(Labeled-object pointing entries)

▬▬▬▬▬▬▬▬▬▬

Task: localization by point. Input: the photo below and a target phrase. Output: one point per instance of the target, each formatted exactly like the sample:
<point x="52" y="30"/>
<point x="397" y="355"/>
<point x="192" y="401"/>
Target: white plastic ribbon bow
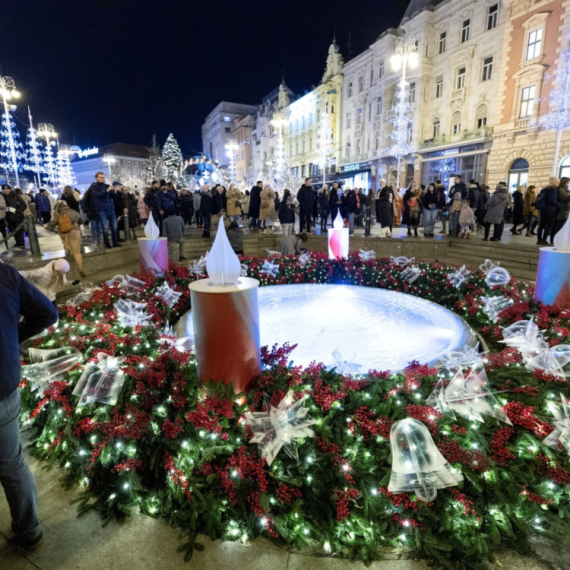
<point x="278" y="427"/>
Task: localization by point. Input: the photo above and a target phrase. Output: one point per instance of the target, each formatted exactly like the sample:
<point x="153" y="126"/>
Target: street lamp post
<point x="47" y="132"/>
<point x="109" y="159"/>
<point x="406" y="55"/>
<point x="231" y="147"/>
<point x="8" y="90"/>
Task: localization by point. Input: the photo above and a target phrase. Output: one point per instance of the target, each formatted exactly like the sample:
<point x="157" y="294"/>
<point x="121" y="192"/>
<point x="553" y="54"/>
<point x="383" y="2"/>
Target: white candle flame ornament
<point x="562" y="238"/>
<point x="151" y="230"/>
<point x="222" y="263"/>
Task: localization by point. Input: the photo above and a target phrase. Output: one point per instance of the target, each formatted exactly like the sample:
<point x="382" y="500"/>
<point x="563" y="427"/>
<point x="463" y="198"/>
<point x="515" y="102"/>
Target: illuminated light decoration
<point x="417" y="464"/>
<point x="34" y="161"/>
<point x="47" y="132"/>
<point x="494" y="306"/>
<point x="558" y="116"/>
<point x="279" y="426"/>
<point x="407" y="327"/>
<point x="405" y="55"/>
<point x="459" y="277"/>
<point x="338" y="239"/>
<point x="11" y="149"/>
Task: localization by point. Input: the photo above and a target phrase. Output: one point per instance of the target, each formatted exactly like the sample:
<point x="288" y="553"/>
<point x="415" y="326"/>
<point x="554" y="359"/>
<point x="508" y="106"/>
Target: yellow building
<point x="304" y="117"/>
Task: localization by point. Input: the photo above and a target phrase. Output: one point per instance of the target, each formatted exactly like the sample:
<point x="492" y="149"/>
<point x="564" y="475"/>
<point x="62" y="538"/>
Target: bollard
<point x="33" y="237"/>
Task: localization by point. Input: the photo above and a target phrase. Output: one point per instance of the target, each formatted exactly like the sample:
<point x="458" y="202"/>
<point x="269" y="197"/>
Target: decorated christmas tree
<point x="155" y="167"/>
<point x="172" y="159"/>
<point x="11" y="150"/>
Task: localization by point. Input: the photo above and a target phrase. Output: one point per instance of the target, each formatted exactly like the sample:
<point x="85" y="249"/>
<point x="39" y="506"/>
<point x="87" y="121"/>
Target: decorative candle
<point x="225" y="319"/>
<point x="338" y="239"/>
<point x="153" y="250"/>
<point x="553" y="274"/>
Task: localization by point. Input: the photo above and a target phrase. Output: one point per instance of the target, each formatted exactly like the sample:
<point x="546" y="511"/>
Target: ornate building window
<point x="492" y="13"/>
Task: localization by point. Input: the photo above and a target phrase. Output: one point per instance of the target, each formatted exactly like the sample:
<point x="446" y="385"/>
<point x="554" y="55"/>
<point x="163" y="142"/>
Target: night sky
<point x="121" y="70"/>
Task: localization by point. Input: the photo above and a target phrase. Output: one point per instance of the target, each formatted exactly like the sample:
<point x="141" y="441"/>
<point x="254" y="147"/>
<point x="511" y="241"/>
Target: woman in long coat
<point x="267" y="213"/>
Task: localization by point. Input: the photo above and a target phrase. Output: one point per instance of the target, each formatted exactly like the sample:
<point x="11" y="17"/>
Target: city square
<point x="306" y="307"/>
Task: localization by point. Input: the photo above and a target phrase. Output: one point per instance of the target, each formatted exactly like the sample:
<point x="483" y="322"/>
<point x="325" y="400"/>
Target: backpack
<point x="540" y="201"/>
<point x="64" y="224"/>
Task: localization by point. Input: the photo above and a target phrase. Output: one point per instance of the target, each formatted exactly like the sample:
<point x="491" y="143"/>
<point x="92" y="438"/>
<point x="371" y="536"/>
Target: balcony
<point x="463" y="136"/>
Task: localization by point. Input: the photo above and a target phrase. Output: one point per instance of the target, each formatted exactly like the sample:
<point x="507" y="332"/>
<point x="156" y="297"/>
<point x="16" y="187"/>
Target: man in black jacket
<point x="15" y="208"/>
<point x="18" y="298"/>
<point x="306" y="199"/>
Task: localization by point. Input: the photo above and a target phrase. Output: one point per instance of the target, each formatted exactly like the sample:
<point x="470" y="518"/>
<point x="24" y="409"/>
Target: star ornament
<point x="279" y="426"/>
<point x="560" y="436"/>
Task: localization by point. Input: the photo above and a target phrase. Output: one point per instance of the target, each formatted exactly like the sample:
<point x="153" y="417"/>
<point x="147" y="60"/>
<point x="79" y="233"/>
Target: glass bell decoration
<point x="417" y="464"/>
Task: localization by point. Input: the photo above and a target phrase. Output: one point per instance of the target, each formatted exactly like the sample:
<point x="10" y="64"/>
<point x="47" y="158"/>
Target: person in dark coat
<point x="335" y="200"/>
<point x="385" y="206"/>
<point x="518" y="210"/>
<point x="25" y="312"/>
<point x="547" y="204"/>
<point x="255" y="204"/>
<point x="15" y="208"/>
<point x="324" y="206"/>
<point x="306" y="199"/>
<point x="206" y="209"/>
<point x="186" y="206"/>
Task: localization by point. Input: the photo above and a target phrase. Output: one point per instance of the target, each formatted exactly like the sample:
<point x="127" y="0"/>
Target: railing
<point x="484" y="132"/>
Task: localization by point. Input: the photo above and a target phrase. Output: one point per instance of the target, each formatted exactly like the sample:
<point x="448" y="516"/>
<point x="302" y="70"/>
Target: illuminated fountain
<point x="354" y="328"/>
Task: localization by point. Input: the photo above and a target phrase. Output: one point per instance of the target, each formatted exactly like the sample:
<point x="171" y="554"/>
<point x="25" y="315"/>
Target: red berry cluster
<point x="498" y="446"/>
<point x="523" y="416"/>
<point x="286" y="494"/>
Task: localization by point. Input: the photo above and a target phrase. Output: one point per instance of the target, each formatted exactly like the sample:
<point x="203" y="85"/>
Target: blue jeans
<point x="15" y="475"/>
<point x="109" y="219"/>
<point x="351" y="216"/>
<point x="430" y="217"/>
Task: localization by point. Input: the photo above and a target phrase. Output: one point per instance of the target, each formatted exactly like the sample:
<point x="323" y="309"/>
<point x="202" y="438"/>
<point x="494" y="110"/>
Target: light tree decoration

▬▬▬▬▬▬▬▬▬▬

• Required work
Every line above should be repeated exactly; pictures stay out of the copy.

• Answer for the task
Task: localization by point. Input: the photo below and a target phrase. Output: one point per instance of the target, each formatted exactly like the sample:
<point x="52" y="30"/>
<point x="397" y="355"/>
<point x="192" y="401"/>
Target: white plastic ribbon bow
<point x="278" y="427"/>
Task: localization by point. Input: the photo above and a target phrase. Output: one point per instance of the target, each formatted exactly like the sample:
<point x="153" y="126"/>
Target: street lamp post
<point x="47" y="132"/>
<point x="109" y="159"/>
<point x="406" y="55"/>
<point x="231" y="147"/>
<point x="8" y="90"/>
Task: localization by point. Input: the photo above and a target phrase. Output: one point per instance of the target, each formatted exactly like the sample:
<point x="157" y="294"/>
<point x="121" y="192"/>
<point x="553" y="54"/>
<point x="383" y="2"/>
Target: white candle flame ornament
<point x="562" y="238"/>
<point x="151" y="230"/>
<point x="222" y="263"/>
Task: localization by point. Input: the photo above and a target phrase. Output: one point per instance of the target, each formatted exactly like the sample:
<point x="382" y="500"/>
<point x="563" y="427"/>
<point x="463" y="198"/>
<point x="515" y="102"/>
Target: illuminated light decoration
<point x="417" y="464"/>
<point x="34" y="161"/>
<point x="47" y="132"/>
<point x="494" y="306"/>
<point x="558" y="116"/>
<point x="279" y="426"/>
<point x="407" y="327"/>
<point x="405" y="55"/>
<point x="459" y="277"/>
<point x="338" y="239"/>
<point x="11" y="149"/>
Task: localization by point. Input: the photo above and a target phrase. Output: one point per instance of the target, each formatted exactly like the sample:
<point x="288" y="553"/>
<point x="415" y="326"/>
<point x="554" y="359"/>
<point x="508" y="106"/>
Target: yellow building
<point x="304" y="117"/>
Task: localization by point. Input: the photo above and a target phrase. Output: one point per instance of the target, each formatted exactly like the sample:
<point x="492" y="149"/>
<point x="564" y="475"/>
<point x="62" y="538"/>
Target: bollard
<point x="33" y="237"/>
Task: localization by point. Input: the photo above and a target phrase. Output: one point per instance of the target, each formatted exactly like the sample:
<point x="458" y="202"/>
<point x="269" y="197"/>
Target: decorated christmas tree
<point x="155" y="167"/>
<point x="172" y="159"/>
<point x="11" y="150"/>
Task: localization by point. Input: the photo above and a target phrase. Output: one point per instance of the target, each formatted exactly like the sample:
<point x="85" y="249"/>
<point x="39" y="506"/>
<point x="87" y="121"/>
Target: decorative candle
<point x="225" y="319"/>
<point x="338" y="239"/>
<point x="153" y="250"/>
<point x="553" y="274"/>
Task: localization by point. Input: the photo above and a target phrase. Output: one point per instance of the target, each formatted exactly like the sample:
<point x="546" y="511"/>
Target: ornate building window
<point x="492" y="13"/>
Task: localization by point. Input: the photo above and a target phrase. Output: one point per instance of the target, each formatted exactly like the sample:
<point x="446" y="385"/>
<point x="554" y="55"/>
<point x="163" y="142"/>
Target: night sky
<point x="121" y="70"/>
Task: localization by point. Input: the photo above and a target phrase. Output: one point per instance of the target, each formatted exactly like the sample:
<point x="141" y="441"/>
<point x="254" y="147"/>
<point x="511" y="241"/>
Target: woman in long coat
<point x="267" y="213"/>
Task: localization by point. Input: the photo above and a target phrase. Output: one point per instance of the target, each formatted exactly like the sample:
<point x="11" y="17"/>
Target: city square
<point x="306" y="307"/>
Task: localization by point. Input: the photo above and a target phrase. Output: one point per instance of the target, each formatted exactly like the sample:
<point x="483" y="322"/>
<point x="325" y="400"/>
Target: backpack
<point x="540" y="201"/>
<point x="64" y="224"/>
Task: localization by point. Input: the photo above and a target phrase. Output: one point per instance of the target, each formatted exactly like the sample:
<point x="491" y="143"/>
<point x="92" y="438"/>
<point x="371" y="536"/>
Target: balcony
<point x="463" y="136"/>
Task: localization by point. Input: the photo above and a target phrase. Output: one point per instance of the target, each formatted exactly like the sample:
<point x="507" y="332"/>
<point x="156" y="297"/>
<point x="16" y="187"/>
Target: man in black jacket
<point x="15" y="208"/>
<point x="18" y="298"/>
<point x="306" y="199"/>
Task: localization by point. Input: the photo above and a target phrase. Output: one point per instance of the target, each formatted exactly like the sample:
<point x="470" y="518"/>
<point x="24" y="409"/>
Target: star ornament
<point x="279" y="426"/>
<point x="560" y="436"/>
Task: localization by point. Input: the photo above and a target phrase. Output: one point per instance of the target, each formatted exactly like the sample:
<point x="153" y="417"/>
<point x="147" y="60"/>
<point x="79" y="233"/>
Target: glass bell decoration
<point x="417" y="464"/>
Task: localization by point. Input: the photo above and a target phrase. Output: one point per instance of the target, each formatted exactly like the sample:
<point x="10" y="64"/>
<point x="47" y="158"/>
Target: person in dark coat
<point x="335" y="200"/>
<point x="385" y="206"/>
<point x="518" y="210"/>
<point x="25" y="312"/>
<point x="547" y="204"/>
<point x="255" y="204"/>
<point x="15" y="208"/>
<point x="324" y="206"/>
<point x="306" y="199"/>
<point x="206" y="209"/>
<point x="186" y="206"/>
Task: localization by point. Input: the photo above and a target phrase. Output: one point per instance of the target, each formatted exactly like the sample:
<point x="127" y="0"/>
Target: railing
<point x="484" y="132"/>
Task: localization by point. Input: the photo above and a target phrase. Output: one point per instance of the target, each formatted exactly like the sample:
<point x="448" y="516"/>
<point x="302" y="70"/>
Target: illuminated fountain
<point x="354" y="328"/>
Task: localization by point. Input: the photo above and a target phrase. Output: one point per instance of the target, each formatted exactly like the sample:
<point x="171" y="554"/>
<point x="25" y="315"/>
Target: red berry cluster
<point x="498" y="446"/>
<point x="523" y="416"/>
<point x="286" y="494"/>
Task: localization by point. Input: the photo above and a target phrase. Output: one point per instance of the target, each formatted exactly like the sample:
<point x="203" y="85"/>
Target: blue jeans
<point x="15" y="475"/>
<point x="109" y="219"/>
<point x="351" y="216"/>
<point x="430" y="217"/>
Task: localization by point. Input: the photo above and a target phrase. Output: one point per instance of the target, each formatted exactly like the sample:
<point x="323" y="309"/>
<point x="202" y="438"/>
<point x="494" y="110"/>
Target: light tree decoration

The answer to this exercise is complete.